▶ [WHAT THE EXERCISE ASKS]: Give the items from the first line up to and including the line with "(85, 242), (417, 289)" as a Markdown table with the columns Row and Item line. Number each row, and leave out blank lines and pictures.

===

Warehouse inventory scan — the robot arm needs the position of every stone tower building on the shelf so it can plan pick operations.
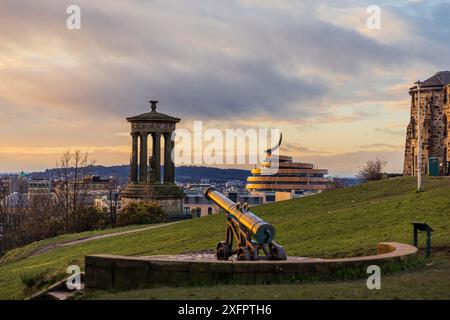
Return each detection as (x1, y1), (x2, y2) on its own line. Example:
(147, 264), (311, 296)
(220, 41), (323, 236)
(403, 71), (450, 176)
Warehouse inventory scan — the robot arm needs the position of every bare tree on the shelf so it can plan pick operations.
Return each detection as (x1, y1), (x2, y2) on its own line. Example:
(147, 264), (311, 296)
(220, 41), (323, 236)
(356, 156), (387, 182)
(56, 149), (95, 231)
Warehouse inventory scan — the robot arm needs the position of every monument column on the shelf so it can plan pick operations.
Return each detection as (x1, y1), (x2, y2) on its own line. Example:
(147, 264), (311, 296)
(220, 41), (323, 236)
(130, 132), (138, 183)
(152, 132), (161, 183)
(139, 132), (148, 184)
(164, 132), (175, 183)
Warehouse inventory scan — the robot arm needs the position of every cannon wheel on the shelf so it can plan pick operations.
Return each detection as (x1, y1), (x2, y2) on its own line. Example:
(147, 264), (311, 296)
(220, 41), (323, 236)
(216, 241), (231, 260)
(270, 244), (287, 260)
(237, 248), (252, 261)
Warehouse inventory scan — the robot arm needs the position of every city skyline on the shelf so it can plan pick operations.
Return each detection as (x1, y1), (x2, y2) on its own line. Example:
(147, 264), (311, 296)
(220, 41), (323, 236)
(0, 0), (450, 176)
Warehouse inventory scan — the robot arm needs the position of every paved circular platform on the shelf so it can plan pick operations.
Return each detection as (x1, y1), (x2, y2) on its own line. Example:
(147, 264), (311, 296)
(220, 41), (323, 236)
(85, 242), (417, 289)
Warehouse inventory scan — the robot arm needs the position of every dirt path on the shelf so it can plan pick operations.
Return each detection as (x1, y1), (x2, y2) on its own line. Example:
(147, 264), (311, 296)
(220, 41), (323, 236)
(30, 221), (183, 257)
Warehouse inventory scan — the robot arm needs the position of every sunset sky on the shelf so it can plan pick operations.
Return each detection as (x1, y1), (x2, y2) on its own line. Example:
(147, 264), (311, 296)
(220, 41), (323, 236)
(0, 0), (450, 176)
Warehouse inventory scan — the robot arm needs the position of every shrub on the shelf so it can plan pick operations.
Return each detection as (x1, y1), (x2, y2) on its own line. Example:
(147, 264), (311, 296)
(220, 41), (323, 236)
(117, 202), (166, 226)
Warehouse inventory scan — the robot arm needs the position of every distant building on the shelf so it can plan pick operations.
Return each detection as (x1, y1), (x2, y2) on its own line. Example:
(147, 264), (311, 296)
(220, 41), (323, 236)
(1, 172), (28, 195)
(403, 71), (450, 176)
(183, 193), (220, 218)
(28, 179), (52, 194)
(246, 139), (331, 203)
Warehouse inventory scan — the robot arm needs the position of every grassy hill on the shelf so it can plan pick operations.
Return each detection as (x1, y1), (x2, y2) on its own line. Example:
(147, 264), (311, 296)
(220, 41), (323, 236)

===

▶ [OUTPUT BELOW]:
| Row | Item line |
|---|---|
| 1 | Warehouse inventory scan — the robot arm needs the position of every stone tower building on the shelf so it can plan pick operations. |
| 2 | Return each detection as (x1, y1), (x2, y2) on its own line. Example: |
| 3 | (147, 264), (311, 296) |
| 4 | (220, 41), (323, 236) |
| 5 | (403, 71), (450, 176) |
| 6 | Warehouse inventory scan — the robot arm needs the position of every bare tree on the shelf so it can plan pick operations. |
| 7 | Return each detection as (x1, y1), (x2, y2) on its own line. Example: |
| 8 | (147, 264), (311, 296) |
| 9 | (220, 41), (323, 236) |
| 10 | (356, 156), (387, 182) |
| 11 | (56, 149), (95, 231) |
| 12 | Warehouse inventory scan — the robot arm needs the position of every monument column on the shelf so it can plan pick operations. |
| 13 | Return each detection as (x1, y1), (x2, y2) on its own line. Example: |
| 14 | (147, 264), (311, 296) |
| 15 | (220, 41), (323, 236) |
| 16 | (130, 132), (138, 183) |
| 17 | (152, 132), (161, 183) |
| 18 | (139, 132), (148, 184) |
| 19 | (164, 132), (175, 183) |
| 20 | Warehouse inventory scan — the robot arm needs the position of every cannon wheel on the shelf so it can plan pick operations. |
| 21 | Return each detection as (x1, y1), (x2, y2) on its own line. Example: |
| 22 | (147, 264), (311, 296) |
| 23 | (220, 41), (323, 236) |
| 24 | (216, 241), (231, 260) |
| 25 | (270, 244), (287, 260) |
| 26 | (237, 248), (252, 261) |
| 27 | Warehouse inventory scan — the robot arm needs the position of every city skyline on the shelf so it can plan pick operations. |
| 28 | Return each detection as (x1, y1), (x2, y2) on its own line. Example: |
| 29 | (147, 264), (311, 296) |
| 30 | (220, 41), (323, 236) |
| 31 | (0, 0), (450, 176) |
| 32 | Warehouse inventory scan — the robot arm needs the position of every paved circular platform on the shelf so it can plan pick operations. |
| 33 | Return each detection as (x1, y1), (x2, y2) on its own line. Example: |
| 34 | (147, 264), (311, 296) |
| 35 | (220, 41), (323, 236) |
| 36 | (85, 242), (417, 289) |